* BEGIN Provided records *
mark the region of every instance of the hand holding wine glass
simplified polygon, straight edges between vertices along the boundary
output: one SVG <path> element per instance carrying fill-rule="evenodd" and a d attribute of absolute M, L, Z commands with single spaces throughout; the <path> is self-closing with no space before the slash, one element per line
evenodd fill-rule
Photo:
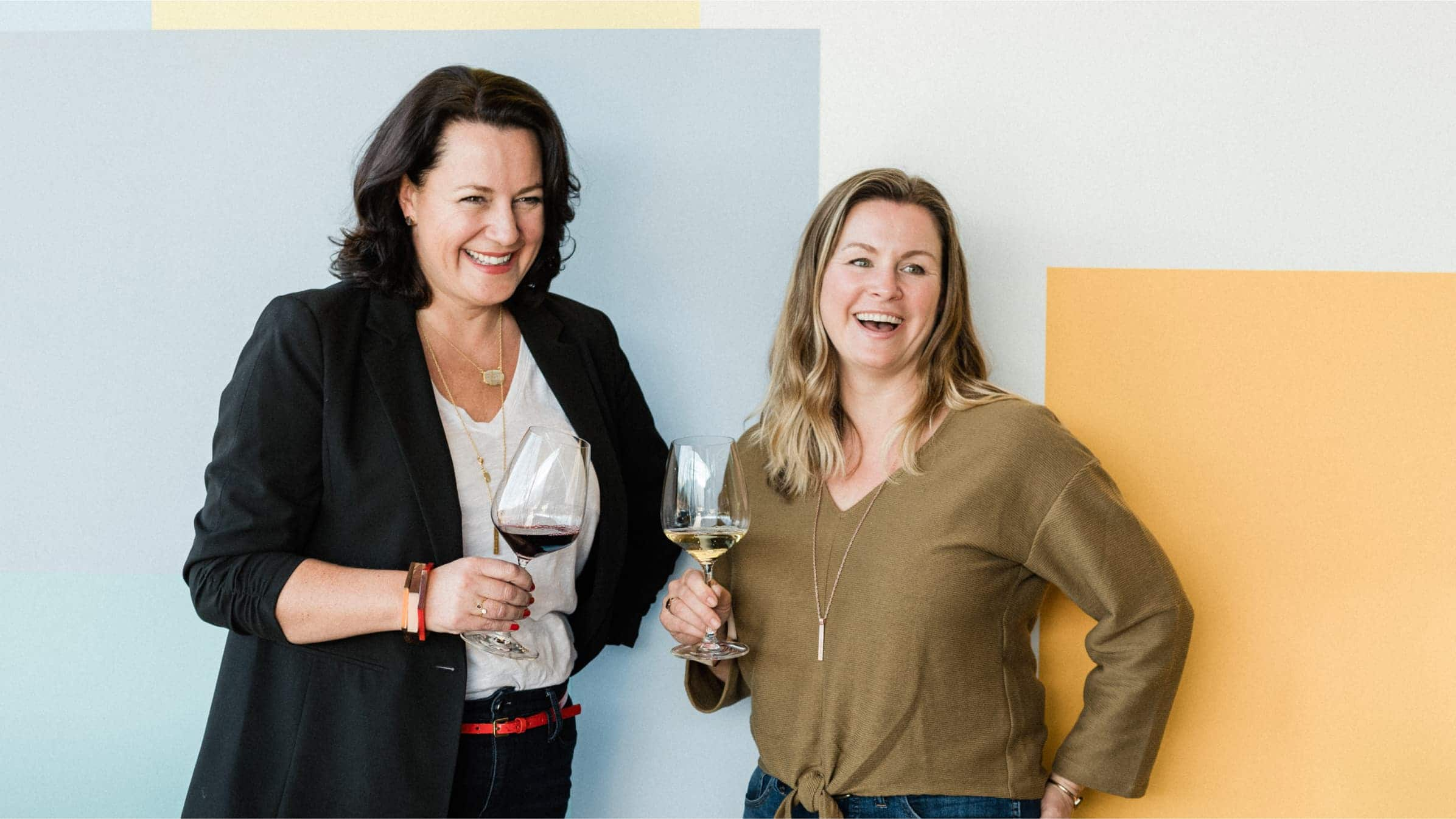
<path fill-rule="evenodd" d="M 748 493 L 738 471 L 732 438 L 703 435 L 673 441 L 662 482 L 662 534 L 703 567 L 703 579 L 699 580 L 703 588 L 692 589 L 702 607 L 721 605 L 718 592 L 725 589 L 713 583 L 713 562 L 747 532 Z M 692 586 L 692 578 L 674 580 L 678 582 Z M 670 604 L 673 596 L 670 592 Z M 677 646 L 673 655 L 712 663 L 748 653 L 748 646 L 743 643 L 718 639 L 722 618 L 712 608 L 697 611 L 692 598 L 683 605 L 687 607 L 686 615 L 696 615 L 705 626 L 705 636 L 695 644 Z M 673 630 L 665 618 L 662 624 Z"/>
<path fill-rule="evenodd" d="M 590 468 L 591 444 L 546 426 L 526 431 L 491 506 L 491 522 L 515 551 L 521 569 L 542 554 L 566 548 L 581 534 Z M 504 631 L 467 631 L 460 637 L 502 658 L 540 656 Z"/>

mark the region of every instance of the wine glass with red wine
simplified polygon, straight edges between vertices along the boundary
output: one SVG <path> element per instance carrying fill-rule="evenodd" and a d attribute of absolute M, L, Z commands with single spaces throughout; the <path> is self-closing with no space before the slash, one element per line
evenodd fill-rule
<path fill-rule="evenodd" d="M 581 438 L 546 426 L 533 426 L 521 436 L 495 489 L 491 522 L 523 569 L 542 554 L 566 548 L 581 534 L 590 471 L 591 444 Z M 504 631 L 466 631 L 460 637 L 502 658 L 540 656 Z"/>

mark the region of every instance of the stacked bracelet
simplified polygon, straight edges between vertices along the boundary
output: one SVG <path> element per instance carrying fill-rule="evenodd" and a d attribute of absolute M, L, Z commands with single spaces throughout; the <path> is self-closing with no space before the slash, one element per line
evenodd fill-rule
<path fill-rule="evenodd" d="M 428 563 L 411 563 L 409 572 L 405 573 L 405 598 L 403 610 L 399 617 L 399 627 L 405 633 L 405 640 L 408 642 L 419 639 L 419 615 L 424 612 L 419 586 L 425 576 L 425 566 L 428 566 Z"/>
<path fill-rule="evenodd" d="M 430 588 L 430 570 L 434 569 L 434 563 L 425 563 L 425 567 L 419 570 L 419 640 L 425 639 L 425 591 Z"/>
* END Provided records *
• _Task requirements_
Retype the lines of the records from the line containing "mark the region of every instance of the stacked" through the end of the records, inclusive, with no changes.

• _The solution_
mark the region of every instance of the stacked bracelet
simplified polygon, straight edges between vertices along the boundary
output: one SVG <path> element per instance carrying fill-rule="evenodd" and a d attribute of absolute M, L, Z commands with single spaces throughout; the <path> is self-closing with no space before the slash, one element per line
evenodd fill-rule
<path fill-rule="evenodd" d="M 428 563 L 411 563 L 409 572 L 405 573 L 405 598 L 403 610 L 399 617 L 399 627 L 405 633 L 405 640 L 408 642 L 419 639 L 419 615 L 424 612 L 419 586 L 425 576 L 425 566 L 428 566 Z"/>
<path fill-rule="evenodd" d="M 430 588 L 430 570 L 434 569 L 434 563 L 425 563 L 425 567 L 419 570 L 419 640 L 425 639 L 425 591 Z"/>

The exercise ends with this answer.